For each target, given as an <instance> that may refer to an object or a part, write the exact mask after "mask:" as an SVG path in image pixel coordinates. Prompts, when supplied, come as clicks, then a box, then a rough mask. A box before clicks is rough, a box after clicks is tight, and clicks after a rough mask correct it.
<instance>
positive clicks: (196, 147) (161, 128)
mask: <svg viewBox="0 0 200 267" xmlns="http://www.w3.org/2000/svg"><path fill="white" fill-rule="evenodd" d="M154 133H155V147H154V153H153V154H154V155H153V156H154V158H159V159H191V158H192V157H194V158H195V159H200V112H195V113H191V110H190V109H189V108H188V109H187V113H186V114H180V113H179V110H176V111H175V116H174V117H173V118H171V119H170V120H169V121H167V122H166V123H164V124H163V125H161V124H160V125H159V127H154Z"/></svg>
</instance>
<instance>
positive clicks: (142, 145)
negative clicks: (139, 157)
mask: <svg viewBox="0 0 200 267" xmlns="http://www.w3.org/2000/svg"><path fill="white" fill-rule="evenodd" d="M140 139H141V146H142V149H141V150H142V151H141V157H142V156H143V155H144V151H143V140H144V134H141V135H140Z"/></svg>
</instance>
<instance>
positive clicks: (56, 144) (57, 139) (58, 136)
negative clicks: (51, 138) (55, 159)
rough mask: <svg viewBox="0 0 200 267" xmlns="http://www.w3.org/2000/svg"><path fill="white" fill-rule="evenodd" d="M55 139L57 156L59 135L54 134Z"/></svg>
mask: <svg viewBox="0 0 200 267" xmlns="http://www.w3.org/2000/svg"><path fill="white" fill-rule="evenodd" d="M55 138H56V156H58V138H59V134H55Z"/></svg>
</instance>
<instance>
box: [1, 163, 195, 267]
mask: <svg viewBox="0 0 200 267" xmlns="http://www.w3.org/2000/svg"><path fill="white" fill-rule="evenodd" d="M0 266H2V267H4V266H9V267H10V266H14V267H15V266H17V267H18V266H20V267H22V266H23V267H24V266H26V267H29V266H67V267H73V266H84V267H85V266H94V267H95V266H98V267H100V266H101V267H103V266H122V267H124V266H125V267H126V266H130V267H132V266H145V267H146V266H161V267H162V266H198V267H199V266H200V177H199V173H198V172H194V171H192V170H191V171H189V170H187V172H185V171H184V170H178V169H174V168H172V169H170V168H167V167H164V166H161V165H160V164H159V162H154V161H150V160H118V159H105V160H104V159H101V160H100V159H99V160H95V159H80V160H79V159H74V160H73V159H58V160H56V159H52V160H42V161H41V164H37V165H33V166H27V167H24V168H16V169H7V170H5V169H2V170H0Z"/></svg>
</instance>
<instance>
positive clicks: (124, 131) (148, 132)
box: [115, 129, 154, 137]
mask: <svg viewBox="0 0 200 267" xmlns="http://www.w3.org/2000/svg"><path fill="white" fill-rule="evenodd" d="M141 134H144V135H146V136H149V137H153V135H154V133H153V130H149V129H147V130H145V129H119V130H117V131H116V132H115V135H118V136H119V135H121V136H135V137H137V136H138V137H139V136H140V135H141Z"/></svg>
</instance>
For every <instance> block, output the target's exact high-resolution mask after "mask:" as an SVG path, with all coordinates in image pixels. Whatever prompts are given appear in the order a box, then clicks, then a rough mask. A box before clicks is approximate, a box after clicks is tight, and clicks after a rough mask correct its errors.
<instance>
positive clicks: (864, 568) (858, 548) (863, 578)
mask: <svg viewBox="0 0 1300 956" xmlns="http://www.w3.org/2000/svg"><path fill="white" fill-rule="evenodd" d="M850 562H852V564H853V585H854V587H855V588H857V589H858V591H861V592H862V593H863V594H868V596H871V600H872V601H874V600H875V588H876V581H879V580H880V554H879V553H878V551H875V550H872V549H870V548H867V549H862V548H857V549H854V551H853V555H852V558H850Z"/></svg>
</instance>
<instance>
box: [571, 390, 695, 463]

Problem description
With the line containing "For every <instance>" as the first, output each line through the final line of the entries above, exactly.

Solution to the problem
For every <instance> block, output the target's exact high-resolution mask after "mask:" as an SVG path, with all coordinates in image pixels. Whatever prompts are given appear in the order a box, then clicks, then a rough mask. A box before clicks is approximate, a box after clicks is tight, and clicks after a rough mask correct its errors.
<instance>
positive clicks: (864, 568) (858, 548) (863, 578)
mask: <svg viewBox="0 0 1300 956" xmlns="http://www.w3.org/2000/svg"><path fill="white" fill-rule="evenodd" d="M850 562H852V564H853V585H854V587H855V588H857V589H858V591H861V592H862V593H863V594H868V596H871V600H872V601H874V600H875V588H876V581H879V580H880V554H879V553H878V551H875V550H872V549H870V548H867V549H862V548H857V549H854V551H853V555H852V558H850Z"/></svg>
</instance>
<instance>
box: [571, 390, 695, 463]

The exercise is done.